— Exercise aim —
Can you find every line in the listing below that contains the word "building" and copy each one out? Matches must agree in case.

┄┄┄┄┄┄┄┄┄┄┄┄┄┄┄┄┄┄┄┄

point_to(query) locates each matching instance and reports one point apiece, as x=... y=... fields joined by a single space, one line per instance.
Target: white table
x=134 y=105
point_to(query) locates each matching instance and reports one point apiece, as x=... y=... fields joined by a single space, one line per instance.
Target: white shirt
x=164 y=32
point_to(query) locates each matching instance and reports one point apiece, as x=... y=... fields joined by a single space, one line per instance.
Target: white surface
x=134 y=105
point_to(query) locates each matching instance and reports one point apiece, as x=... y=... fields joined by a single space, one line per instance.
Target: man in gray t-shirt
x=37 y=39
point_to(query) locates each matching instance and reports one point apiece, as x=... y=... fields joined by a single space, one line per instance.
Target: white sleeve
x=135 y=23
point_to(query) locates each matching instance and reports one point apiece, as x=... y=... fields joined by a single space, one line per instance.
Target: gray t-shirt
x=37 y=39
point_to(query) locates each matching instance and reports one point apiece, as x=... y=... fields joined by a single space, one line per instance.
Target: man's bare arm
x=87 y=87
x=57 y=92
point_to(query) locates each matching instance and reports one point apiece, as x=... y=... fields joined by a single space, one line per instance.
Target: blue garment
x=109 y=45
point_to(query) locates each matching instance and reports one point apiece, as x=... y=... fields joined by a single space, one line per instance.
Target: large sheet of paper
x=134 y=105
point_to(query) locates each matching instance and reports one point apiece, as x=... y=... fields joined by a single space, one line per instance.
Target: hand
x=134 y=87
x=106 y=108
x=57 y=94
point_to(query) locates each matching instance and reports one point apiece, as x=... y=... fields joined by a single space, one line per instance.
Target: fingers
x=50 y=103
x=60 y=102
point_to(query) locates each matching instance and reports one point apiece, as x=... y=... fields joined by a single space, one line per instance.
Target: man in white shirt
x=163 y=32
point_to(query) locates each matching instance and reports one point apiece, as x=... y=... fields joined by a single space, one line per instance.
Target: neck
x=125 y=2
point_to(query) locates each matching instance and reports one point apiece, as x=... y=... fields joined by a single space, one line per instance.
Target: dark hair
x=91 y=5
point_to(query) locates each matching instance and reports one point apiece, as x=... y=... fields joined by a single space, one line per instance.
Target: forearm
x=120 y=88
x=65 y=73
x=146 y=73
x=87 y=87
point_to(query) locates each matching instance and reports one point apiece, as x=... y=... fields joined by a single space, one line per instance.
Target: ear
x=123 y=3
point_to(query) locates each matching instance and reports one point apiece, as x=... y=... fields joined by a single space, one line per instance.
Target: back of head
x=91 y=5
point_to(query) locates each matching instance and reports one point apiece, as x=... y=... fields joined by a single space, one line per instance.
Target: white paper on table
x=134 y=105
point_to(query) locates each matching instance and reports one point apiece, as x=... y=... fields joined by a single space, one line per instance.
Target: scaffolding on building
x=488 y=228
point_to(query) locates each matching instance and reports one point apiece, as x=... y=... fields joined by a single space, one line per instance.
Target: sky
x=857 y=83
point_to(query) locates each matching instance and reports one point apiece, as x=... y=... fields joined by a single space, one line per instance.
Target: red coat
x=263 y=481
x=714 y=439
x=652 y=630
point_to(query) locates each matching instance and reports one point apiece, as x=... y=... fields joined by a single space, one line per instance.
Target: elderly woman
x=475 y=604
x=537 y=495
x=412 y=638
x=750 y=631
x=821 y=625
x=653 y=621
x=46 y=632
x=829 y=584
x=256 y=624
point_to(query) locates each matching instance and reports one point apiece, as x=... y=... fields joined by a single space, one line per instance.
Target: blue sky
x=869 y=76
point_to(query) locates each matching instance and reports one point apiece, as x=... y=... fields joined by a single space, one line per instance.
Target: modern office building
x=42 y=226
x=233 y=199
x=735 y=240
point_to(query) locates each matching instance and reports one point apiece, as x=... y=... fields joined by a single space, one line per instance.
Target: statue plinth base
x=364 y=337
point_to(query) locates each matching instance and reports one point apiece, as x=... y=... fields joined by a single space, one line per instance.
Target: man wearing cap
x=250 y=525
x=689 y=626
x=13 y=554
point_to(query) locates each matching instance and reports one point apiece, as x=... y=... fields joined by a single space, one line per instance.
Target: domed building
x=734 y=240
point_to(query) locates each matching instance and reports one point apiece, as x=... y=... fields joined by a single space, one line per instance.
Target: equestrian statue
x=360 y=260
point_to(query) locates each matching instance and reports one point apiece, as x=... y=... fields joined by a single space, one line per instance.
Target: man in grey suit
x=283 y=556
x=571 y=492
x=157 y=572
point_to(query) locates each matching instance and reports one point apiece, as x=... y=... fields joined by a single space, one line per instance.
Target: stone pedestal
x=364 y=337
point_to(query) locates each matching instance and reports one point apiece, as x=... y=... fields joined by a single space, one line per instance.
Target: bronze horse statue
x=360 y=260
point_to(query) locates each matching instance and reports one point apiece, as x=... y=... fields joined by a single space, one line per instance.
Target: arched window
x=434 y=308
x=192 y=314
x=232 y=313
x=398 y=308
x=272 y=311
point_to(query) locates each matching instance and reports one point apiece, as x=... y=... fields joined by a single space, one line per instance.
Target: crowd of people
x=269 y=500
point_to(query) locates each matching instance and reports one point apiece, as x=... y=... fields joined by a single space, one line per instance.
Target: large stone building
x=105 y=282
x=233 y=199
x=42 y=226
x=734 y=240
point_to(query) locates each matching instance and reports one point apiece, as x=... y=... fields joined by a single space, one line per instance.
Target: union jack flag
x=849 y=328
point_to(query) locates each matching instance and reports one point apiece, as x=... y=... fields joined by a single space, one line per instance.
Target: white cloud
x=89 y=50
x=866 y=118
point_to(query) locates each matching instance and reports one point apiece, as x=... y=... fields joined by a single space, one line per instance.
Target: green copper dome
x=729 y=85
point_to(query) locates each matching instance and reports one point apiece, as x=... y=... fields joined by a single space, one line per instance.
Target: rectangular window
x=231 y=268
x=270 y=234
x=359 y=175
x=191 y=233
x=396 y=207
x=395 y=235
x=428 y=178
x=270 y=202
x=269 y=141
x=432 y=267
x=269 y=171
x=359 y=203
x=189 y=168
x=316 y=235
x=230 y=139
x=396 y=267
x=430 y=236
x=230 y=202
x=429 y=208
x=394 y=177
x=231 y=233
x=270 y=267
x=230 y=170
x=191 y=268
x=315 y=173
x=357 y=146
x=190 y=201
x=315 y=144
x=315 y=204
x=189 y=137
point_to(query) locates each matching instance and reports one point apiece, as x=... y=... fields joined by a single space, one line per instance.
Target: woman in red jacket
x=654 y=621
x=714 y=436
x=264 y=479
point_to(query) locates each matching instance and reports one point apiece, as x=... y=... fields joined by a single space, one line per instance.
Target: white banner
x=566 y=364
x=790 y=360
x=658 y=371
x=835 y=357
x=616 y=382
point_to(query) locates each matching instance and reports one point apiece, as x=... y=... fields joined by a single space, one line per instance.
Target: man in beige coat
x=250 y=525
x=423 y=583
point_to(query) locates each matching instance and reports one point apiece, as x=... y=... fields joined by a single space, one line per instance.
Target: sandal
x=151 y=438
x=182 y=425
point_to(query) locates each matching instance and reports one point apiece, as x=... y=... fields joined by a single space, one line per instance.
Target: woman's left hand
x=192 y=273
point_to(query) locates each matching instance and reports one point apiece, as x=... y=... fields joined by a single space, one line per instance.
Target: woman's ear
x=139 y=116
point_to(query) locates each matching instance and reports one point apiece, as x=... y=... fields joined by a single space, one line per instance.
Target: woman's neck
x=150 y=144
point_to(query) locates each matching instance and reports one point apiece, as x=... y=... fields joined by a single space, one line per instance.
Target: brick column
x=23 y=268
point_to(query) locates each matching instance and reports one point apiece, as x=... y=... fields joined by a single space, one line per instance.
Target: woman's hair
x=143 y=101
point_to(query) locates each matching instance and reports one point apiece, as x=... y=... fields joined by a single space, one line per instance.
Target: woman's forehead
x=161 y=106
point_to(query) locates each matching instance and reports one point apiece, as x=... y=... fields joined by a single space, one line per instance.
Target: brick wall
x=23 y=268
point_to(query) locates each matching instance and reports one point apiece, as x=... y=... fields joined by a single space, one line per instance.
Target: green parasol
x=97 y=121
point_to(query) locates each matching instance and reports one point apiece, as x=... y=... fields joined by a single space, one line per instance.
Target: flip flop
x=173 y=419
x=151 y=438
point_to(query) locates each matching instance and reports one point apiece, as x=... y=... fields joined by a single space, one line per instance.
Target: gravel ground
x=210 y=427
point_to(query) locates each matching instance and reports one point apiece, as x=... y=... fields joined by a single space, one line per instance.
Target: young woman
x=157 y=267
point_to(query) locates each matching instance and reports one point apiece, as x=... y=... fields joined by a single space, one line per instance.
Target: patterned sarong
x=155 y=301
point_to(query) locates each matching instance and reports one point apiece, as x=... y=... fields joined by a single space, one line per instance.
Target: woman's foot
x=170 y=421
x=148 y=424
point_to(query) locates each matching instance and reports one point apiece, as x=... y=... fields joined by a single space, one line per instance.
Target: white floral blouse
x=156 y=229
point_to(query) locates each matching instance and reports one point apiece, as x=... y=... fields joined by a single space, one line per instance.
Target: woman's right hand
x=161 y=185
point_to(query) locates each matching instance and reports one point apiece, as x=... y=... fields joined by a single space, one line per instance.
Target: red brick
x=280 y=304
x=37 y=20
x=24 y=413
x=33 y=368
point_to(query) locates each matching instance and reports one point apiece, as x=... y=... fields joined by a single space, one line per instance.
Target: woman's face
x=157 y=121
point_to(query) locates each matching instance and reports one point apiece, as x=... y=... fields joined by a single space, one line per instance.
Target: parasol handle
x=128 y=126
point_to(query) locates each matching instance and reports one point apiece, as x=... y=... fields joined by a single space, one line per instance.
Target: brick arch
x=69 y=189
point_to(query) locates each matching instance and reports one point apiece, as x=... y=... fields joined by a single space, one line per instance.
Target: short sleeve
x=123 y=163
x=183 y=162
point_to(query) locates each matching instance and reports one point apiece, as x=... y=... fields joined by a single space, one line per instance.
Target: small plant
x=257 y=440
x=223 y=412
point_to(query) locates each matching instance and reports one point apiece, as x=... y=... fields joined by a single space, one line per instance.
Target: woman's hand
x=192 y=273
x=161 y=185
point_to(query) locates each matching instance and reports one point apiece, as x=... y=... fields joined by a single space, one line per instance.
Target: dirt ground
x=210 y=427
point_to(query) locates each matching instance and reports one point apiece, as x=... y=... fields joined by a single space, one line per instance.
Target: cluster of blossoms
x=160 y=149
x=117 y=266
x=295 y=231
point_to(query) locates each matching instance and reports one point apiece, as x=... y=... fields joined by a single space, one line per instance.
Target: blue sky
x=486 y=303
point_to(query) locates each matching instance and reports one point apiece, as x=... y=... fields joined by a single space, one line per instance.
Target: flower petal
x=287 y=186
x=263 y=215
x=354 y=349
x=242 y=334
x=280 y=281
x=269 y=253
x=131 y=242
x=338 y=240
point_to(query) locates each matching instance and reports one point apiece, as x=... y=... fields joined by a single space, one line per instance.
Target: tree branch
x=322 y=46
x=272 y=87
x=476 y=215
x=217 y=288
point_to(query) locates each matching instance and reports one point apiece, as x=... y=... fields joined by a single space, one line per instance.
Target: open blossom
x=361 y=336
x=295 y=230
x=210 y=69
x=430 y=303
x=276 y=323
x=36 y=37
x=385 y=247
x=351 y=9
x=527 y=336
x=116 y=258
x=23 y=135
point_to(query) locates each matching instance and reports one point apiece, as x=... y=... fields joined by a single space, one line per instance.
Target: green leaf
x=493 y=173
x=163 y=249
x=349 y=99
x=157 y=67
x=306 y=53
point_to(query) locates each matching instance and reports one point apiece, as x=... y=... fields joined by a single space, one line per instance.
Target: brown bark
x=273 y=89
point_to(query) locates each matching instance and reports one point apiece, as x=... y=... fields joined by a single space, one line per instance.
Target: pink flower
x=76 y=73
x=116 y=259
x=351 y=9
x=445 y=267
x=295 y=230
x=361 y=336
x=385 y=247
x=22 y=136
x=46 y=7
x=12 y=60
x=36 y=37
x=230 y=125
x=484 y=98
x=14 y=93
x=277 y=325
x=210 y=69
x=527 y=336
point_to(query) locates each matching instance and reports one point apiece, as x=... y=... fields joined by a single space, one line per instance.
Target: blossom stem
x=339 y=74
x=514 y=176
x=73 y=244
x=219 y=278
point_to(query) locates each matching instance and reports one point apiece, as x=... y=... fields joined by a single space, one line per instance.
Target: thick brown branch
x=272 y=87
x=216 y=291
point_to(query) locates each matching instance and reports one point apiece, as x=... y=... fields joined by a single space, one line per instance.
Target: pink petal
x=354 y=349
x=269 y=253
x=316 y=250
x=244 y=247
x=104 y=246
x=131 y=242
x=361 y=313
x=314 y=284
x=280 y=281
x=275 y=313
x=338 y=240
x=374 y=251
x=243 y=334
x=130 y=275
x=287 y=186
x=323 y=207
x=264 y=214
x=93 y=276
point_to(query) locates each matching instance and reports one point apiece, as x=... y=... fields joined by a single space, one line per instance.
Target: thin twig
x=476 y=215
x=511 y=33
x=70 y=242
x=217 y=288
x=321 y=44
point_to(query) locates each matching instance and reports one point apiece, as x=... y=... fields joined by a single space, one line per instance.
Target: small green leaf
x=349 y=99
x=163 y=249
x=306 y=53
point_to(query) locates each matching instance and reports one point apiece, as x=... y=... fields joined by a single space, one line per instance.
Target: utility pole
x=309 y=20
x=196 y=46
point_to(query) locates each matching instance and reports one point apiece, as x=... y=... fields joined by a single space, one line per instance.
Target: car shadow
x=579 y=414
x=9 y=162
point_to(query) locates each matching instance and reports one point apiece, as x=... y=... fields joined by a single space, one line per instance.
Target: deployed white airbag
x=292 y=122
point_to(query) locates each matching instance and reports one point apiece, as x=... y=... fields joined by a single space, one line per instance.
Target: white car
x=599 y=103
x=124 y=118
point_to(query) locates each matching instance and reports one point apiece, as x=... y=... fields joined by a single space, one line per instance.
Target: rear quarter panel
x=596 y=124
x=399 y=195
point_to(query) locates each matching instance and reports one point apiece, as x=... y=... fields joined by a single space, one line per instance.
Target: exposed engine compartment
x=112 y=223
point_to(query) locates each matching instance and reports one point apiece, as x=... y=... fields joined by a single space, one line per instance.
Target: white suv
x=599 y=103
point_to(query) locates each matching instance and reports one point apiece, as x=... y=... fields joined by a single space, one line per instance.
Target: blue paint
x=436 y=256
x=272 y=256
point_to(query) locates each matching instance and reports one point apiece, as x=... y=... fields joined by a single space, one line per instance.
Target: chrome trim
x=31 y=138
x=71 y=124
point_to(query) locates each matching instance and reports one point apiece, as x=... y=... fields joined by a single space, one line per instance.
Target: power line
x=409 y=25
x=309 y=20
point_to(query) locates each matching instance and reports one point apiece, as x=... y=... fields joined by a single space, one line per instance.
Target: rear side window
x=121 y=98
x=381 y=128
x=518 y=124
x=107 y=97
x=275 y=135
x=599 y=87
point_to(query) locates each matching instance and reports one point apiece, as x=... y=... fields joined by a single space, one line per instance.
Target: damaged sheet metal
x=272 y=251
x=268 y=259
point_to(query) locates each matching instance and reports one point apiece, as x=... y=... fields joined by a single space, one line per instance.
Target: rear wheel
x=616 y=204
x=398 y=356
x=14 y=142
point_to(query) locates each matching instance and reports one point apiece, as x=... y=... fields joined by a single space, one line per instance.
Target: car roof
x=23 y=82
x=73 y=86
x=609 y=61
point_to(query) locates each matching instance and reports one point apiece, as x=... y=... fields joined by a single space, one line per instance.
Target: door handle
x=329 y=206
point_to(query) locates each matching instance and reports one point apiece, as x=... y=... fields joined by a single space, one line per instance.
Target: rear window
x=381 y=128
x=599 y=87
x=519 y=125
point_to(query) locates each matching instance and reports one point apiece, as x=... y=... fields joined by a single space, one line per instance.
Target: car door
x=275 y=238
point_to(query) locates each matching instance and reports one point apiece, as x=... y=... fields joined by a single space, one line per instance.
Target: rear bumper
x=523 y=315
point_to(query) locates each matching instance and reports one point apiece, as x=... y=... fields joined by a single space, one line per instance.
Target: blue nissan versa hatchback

┄┄┄┄┄┄┄┄┄┄┄┄┄┄┄┄┄┄┄┄

— Result of this task —
Target: scaffolding on building
Target: modern office building
Target: domed building
Target: large stone building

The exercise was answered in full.